# Tasks:
a - Translate this sentence from the Two Lights article into French: "The album peaked at number eight on the Billboard 200 chart, making it Five for Fighting's highest-charting album to date."
b - Transcribe the Two Lights article from "The album peaked" up to and including "of November 2009.".

··· Reading text

Studio album by Five for Fighting
- Released: August 1, 2006
- Genre: Alternative rock; soft rock;
- Length: 43:33
- Label: Aware; Columbia;

Five for Fighting chronology
| The Battle for Everything (2004) | Two Lights (2006) | Slice (2009) |

Singles from Two Lights
- "The Riddle" Released: May 15, 2006; "World" Released: November 13, 2006; "I Just Love You" Released: 2007;

= Two Lights (album) =

Two Lights is the fourth studio album by American singer Five for Fighting. The first single is titled "The Riddle". The song was released on May 15, 2006, and the album was released on August 1, 2006.

The album peaked at number eight on the Billboard 200 chart, making it Five for Fighting's highest-charting album to date. It has sold over 287,000 copies in the United States as of November 2009.

······
··· Data shown

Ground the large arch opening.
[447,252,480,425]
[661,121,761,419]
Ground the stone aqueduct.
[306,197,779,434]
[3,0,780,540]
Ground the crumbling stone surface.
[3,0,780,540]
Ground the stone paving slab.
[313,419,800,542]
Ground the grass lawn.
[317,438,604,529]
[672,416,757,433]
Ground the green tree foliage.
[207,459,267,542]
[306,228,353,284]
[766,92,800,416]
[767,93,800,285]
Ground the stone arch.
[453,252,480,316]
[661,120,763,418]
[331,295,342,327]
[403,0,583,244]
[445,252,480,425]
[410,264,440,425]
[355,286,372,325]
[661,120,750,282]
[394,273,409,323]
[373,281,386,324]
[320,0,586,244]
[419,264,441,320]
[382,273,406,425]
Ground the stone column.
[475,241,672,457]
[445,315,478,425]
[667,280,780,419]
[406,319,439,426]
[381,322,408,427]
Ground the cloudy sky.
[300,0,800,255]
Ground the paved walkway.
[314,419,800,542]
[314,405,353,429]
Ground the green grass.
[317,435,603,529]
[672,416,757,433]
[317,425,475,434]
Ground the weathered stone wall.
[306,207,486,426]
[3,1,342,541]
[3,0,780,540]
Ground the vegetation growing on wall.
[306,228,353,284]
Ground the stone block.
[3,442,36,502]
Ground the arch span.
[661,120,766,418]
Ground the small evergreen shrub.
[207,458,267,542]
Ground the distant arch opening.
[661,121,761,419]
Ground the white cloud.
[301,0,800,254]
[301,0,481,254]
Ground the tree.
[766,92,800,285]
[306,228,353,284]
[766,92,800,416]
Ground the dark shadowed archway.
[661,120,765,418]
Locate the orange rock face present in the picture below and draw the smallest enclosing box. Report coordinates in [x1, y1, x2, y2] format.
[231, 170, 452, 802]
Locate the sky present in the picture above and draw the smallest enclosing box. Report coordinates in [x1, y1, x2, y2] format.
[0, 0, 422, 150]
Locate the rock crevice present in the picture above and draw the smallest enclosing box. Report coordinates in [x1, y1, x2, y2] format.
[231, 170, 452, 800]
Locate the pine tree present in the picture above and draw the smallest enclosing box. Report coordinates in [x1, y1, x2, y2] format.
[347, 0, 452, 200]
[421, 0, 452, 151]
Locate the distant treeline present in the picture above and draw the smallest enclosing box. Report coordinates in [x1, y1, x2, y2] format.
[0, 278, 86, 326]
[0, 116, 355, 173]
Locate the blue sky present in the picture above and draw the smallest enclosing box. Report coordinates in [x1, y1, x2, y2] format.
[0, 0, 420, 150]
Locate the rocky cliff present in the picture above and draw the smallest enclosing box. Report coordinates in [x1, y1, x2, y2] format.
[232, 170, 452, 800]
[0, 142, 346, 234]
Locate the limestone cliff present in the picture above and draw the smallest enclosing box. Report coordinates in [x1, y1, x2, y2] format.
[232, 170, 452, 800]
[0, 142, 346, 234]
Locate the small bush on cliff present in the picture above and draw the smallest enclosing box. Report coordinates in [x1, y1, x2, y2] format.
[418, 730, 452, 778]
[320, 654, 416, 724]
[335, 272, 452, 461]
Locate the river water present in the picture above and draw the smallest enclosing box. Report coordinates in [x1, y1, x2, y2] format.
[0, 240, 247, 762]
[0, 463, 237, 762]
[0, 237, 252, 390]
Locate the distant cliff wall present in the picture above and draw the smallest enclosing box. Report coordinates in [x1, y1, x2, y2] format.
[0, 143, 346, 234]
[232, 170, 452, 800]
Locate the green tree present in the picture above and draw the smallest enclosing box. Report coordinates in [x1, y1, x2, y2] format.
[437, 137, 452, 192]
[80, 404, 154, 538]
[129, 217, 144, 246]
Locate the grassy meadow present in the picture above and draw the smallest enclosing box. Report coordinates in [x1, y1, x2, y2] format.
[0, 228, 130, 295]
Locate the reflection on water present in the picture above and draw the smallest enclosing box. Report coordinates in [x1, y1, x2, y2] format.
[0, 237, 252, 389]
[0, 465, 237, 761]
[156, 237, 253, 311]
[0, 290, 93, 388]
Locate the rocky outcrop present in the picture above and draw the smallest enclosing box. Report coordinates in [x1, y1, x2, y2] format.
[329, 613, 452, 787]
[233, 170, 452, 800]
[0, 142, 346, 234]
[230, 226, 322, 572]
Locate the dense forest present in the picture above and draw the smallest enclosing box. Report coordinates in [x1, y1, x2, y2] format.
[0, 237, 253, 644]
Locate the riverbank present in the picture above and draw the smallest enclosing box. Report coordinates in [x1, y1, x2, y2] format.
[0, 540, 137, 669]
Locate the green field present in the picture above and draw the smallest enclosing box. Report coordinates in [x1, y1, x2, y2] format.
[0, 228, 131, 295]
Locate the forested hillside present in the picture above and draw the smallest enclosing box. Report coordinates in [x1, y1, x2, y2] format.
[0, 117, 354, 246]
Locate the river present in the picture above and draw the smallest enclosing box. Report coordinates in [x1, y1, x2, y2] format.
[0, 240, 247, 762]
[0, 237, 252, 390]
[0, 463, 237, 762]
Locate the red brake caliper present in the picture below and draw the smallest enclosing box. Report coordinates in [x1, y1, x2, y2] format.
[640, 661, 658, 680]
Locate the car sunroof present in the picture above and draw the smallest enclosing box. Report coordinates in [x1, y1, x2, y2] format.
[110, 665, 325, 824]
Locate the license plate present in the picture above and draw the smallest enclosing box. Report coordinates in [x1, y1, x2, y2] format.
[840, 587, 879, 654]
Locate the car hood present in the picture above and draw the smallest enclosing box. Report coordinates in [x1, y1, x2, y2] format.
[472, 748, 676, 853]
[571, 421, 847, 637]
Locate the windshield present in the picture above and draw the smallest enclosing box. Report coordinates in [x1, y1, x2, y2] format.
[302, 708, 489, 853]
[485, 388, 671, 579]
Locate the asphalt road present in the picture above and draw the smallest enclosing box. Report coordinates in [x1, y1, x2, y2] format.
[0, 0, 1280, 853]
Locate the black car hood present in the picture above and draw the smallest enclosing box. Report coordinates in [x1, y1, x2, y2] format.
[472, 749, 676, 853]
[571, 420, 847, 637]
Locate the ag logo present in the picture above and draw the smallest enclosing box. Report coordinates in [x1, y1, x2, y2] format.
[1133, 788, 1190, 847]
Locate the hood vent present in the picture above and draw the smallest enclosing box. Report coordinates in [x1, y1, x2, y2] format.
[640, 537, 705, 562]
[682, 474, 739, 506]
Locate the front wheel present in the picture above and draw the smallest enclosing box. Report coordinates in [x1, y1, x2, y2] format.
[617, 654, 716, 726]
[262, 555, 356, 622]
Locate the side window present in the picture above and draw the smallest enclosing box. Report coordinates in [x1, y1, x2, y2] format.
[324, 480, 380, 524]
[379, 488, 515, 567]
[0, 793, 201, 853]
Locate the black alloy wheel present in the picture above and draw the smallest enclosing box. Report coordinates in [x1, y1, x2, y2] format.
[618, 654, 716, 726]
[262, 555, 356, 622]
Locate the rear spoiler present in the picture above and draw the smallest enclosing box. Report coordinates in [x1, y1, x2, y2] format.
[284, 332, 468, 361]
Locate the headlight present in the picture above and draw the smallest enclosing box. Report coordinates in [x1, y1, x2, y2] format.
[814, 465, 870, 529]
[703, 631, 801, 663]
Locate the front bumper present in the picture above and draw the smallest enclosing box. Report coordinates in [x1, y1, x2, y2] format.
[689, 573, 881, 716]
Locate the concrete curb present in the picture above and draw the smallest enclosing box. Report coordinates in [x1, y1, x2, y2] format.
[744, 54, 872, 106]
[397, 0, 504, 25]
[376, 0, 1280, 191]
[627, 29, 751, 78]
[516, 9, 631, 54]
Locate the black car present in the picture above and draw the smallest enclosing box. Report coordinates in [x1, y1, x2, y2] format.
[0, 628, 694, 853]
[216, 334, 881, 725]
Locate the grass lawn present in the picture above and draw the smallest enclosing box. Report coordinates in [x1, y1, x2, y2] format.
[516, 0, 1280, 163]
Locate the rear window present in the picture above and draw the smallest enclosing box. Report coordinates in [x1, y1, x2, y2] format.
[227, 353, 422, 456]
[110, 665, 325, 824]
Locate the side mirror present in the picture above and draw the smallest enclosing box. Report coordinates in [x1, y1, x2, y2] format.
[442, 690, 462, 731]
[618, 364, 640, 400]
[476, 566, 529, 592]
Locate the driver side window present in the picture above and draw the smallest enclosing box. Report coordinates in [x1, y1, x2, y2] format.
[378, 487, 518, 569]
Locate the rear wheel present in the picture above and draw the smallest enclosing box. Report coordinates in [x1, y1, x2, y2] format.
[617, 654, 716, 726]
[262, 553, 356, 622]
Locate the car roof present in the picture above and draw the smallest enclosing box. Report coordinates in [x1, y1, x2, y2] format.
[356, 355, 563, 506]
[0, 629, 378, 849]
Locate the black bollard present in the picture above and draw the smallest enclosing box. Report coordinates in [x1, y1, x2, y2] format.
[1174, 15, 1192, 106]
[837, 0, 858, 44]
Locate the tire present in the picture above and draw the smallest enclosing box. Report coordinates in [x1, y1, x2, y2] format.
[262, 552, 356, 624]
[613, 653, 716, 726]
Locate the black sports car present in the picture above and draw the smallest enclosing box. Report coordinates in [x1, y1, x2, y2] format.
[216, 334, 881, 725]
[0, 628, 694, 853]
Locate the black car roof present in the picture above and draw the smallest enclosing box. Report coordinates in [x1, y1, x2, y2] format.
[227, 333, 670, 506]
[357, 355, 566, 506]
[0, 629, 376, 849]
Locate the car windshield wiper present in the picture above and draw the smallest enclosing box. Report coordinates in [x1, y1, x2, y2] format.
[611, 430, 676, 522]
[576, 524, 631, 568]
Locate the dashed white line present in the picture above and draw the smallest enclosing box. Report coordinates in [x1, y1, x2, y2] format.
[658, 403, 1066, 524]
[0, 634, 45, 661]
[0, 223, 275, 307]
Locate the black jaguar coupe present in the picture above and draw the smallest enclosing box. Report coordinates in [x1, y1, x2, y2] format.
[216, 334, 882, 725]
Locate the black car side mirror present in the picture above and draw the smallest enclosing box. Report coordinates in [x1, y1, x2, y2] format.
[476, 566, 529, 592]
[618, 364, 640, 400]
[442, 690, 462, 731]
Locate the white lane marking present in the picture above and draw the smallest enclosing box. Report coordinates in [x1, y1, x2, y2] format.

······

# The solutions:
a - L'album a atteint la huitième place du classement Billboard 200, ce qui en fait l'album de Five for Fighting le mieux classé à ce jour.

b -
The album peaked at number eight on the Billboard 200 chart, making it Five for Fighting's highest-charting album to date. It has sold over 287,000 copies in the United States as of November 2009.